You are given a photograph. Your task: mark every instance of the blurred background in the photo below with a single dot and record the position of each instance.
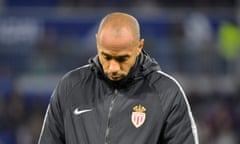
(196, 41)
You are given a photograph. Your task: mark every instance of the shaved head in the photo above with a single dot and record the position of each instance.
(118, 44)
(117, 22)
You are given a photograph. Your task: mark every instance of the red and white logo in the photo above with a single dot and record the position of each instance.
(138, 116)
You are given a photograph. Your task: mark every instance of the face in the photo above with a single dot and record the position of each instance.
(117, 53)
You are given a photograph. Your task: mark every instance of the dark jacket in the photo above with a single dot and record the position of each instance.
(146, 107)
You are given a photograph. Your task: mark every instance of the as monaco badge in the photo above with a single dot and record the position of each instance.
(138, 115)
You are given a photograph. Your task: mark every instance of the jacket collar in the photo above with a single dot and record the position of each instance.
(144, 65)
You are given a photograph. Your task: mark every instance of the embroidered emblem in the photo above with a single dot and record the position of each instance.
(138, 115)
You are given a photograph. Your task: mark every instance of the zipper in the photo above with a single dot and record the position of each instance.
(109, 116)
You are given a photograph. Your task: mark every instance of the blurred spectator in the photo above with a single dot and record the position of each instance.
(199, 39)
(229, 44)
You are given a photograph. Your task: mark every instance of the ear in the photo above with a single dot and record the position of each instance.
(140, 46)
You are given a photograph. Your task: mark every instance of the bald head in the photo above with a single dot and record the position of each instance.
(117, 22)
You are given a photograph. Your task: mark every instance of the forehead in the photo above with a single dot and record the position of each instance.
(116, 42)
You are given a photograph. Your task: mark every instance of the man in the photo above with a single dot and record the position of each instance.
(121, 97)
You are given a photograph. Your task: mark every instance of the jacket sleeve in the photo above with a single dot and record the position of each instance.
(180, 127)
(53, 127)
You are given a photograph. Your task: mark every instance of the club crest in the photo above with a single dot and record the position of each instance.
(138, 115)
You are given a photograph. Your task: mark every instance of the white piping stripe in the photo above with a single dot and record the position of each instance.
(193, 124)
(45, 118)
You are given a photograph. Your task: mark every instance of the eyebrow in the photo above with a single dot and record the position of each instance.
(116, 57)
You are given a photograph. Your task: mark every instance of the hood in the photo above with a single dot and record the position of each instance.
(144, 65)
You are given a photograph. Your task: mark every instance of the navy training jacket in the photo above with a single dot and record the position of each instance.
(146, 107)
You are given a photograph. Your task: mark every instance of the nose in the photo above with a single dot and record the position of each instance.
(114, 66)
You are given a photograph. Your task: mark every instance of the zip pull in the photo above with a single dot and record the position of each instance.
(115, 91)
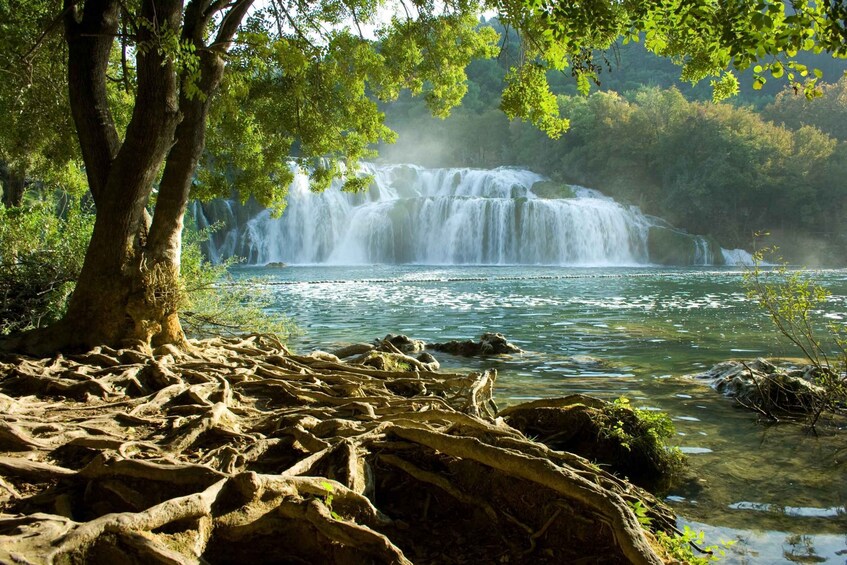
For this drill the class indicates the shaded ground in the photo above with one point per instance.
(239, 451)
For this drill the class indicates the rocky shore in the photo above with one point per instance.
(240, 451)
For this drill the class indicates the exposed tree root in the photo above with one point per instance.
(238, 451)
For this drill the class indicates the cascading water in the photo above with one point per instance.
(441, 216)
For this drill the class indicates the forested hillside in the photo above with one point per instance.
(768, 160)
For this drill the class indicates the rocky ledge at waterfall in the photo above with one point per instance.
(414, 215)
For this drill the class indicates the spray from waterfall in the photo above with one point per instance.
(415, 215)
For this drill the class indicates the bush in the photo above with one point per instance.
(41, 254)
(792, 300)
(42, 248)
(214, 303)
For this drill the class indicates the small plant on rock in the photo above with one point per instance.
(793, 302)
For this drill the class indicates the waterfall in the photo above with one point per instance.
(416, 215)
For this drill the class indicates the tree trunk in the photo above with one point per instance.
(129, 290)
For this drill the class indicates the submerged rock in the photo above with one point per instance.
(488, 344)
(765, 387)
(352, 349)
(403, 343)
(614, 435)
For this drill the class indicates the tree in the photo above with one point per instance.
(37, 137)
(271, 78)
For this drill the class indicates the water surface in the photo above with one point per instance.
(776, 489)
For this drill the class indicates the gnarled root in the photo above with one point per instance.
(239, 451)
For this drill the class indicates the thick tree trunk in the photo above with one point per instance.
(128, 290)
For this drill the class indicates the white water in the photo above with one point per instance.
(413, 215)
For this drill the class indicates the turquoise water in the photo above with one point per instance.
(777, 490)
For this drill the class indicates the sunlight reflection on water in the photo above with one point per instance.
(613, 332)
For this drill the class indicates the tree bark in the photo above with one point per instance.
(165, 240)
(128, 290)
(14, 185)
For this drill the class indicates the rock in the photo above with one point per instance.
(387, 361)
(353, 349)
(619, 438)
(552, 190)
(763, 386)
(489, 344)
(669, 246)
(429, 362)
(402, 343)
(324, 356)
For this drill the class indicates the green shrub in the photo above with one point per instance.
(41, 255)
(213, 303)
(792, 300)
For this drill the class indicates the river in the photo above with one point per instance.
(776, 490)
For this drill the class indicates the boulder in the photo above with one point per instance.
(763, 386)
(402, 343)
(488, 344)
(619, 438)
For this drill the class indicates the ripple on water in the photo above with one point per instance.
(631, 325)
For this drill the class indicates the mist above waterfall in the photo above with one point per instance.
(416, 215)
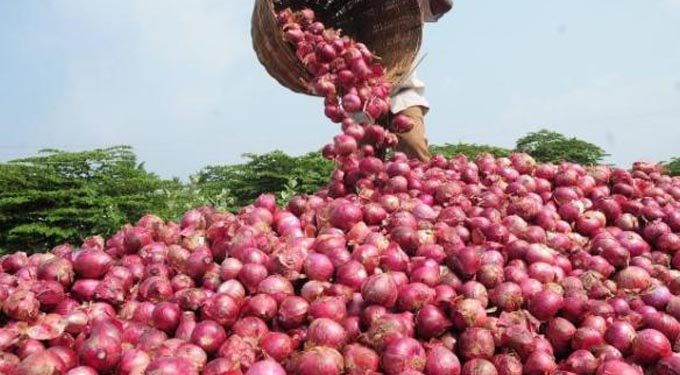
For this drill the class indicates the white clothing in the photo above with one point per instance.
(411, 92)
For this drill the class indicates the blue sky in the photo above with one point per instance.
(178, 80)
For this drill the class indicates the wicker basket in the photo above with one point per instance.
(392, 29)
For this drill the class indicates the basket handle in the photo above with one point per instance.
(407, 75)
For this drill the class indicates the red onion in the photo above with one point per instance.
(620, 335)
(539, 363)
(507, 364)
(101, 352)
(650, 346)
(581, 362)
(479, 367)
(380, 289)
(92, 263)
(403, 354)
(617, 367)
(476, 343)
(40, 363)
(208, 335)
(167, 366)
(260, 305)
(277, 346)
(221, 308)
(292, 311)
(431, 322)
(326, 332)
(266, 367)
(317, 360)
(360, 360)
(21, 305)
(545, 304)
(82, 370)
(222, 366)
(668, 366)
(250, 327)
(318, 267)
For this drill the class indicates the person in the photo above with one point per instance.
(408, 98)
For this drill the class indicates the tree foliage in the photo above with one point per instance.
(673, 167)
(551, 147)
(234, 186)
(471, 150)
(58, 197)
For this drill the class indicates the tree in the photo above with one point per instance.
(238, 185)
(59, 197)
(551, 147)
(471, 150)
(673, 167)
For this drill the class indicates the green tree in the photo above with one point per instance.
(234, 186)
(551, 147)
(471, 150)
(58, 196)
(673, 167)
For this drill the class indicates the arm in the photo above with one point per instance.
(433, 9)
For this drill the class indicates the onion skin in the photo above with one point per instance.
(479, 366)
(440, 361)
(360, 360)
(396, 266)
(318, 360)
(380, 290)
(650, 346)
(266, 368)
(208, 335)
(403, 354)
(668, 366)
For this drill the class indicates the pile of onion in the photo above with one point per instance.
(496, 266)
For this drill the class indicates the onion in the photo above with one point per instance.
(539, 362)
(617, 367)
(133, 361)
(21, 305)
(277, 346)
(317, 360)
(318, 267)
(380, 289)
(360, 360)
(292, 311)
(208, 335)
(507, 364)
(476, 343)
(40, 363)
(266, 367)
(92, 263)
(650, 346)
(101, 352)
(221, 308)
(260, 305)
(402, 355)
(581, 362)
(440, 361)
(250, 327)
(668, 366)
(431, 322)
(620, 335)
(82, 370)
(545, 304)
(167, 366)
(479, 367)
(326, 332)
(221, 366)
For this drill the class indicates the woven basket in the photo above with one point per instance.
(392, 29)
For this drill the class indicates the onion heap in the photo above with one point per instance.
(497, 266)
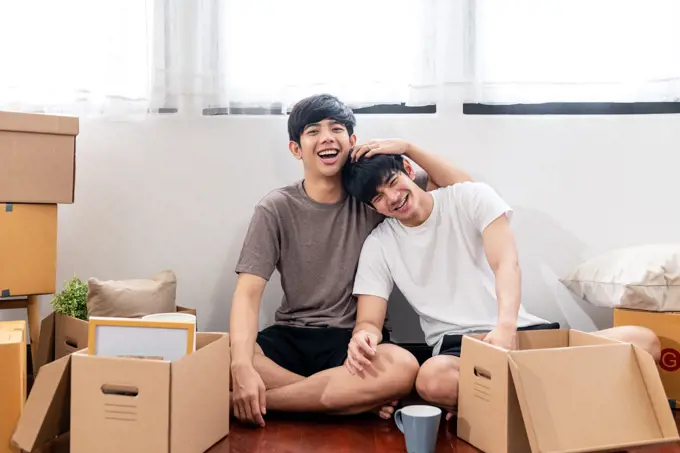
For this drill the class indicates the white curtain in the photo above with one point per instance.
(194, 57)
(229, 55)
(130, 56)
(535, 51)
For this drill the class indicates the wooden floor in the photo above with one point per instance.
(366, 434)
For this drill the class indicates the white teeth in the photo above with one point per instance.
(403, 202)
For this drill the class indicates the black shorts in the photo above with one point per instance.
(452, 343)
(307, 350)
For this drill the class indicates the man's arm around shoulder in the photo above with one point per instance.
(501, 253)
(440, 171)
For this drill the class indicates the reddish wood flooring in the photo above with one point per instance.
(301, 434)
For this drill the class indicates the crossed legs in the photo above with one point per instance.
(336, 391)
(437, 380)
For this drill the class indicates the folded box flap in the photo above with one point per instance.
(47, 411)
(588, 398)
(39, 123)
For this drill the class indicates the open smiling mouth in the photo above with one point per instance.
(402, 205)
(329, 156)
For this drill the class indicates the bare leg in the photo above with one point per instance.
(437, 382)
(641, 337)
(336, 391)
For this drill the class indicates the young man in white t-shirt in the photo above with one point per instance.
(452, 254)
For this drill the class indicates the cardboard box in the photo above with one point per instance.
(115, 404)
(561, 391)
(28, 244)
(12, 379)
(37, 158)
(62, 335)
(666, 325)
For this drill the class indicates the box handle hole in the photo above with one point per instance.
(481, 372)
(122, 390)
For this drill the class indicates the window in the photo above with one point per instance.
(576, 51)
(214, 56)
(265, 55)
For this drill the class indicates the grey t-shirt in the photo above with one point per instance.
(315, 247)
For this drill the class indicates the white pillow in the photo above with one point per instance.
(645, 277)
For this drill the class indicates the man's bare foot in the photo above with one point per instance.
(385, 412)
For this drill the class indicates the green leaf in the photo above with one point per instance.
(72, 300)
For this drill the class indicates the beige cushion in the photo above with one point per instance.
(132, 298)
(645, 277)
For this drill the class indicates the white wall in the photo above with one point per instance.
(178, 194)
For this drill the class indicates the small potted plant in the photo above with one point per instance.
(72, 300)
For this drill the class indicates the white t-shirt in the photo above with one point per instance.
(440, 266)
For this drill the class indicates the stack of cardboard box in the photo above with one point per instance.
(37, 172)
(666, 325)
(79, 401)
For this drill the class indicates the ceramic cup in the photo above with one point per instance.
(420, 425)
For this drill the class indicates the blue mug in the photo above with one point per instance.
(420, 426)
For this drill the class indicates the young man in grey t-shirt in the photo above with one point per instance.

+ + +

Exercise brief:
Your task is to restate, word for word, each line from the one that includes "For this drill the class indicates the grey" to the end of the records, with both ends included and nothing else.

Result:
For this drill the class indicates the grey t-shirt in the photo above with one point per instance.
(315, 247)
For this drill the class indicates the white pillow in the photo above with one point per instance.
(645, 277)
For this drill the class indicates the man's bare foot in the photo above with one point per instance.
(385, 412)
For this drill the class indicates the green leaf in the photo above with one point per instance.
(72, 300)
For this drill the class indicates the beige cushion in the photo above with one point per instance.
(132, 298)
(645, 277)
For this drill the class indicates the white wall in the photo above with one point per instance.
(178, 194)
For this drill the class indicates the small potted plant in the photo above with one point per instance.
(72, 300)
For this drill the class indicates the white t-shirt in the photo above with one point per instance.
(440, 266)
For this drill the class indicates the stack of cardboard box in the photo above with one point per instance.
(37, 172)
(666, 325)
(79, 401)
For this drill the class indicates the ceramic cup in the photo above with one point per instance.
(420, 425)
For this drill the class indicates the blue mug in the photo above with one point per instance.
(420, 426)
For this drill the class indicates the young man in grey t-shirt in the photo above with one point per instance.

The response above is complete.